WHAT IS EXPECTED:
Pull out every line of the data below that contains the string "NOTE". Matching is case-sensitive.

MATERIAL:
────────────────────
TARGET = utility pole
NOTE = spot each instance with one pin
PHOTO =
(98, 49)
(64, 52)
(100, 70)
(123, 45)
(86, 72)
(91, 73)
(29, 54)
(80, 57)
────────────────────
TASK SOLUTION:
NOTE = spot each instance with one pin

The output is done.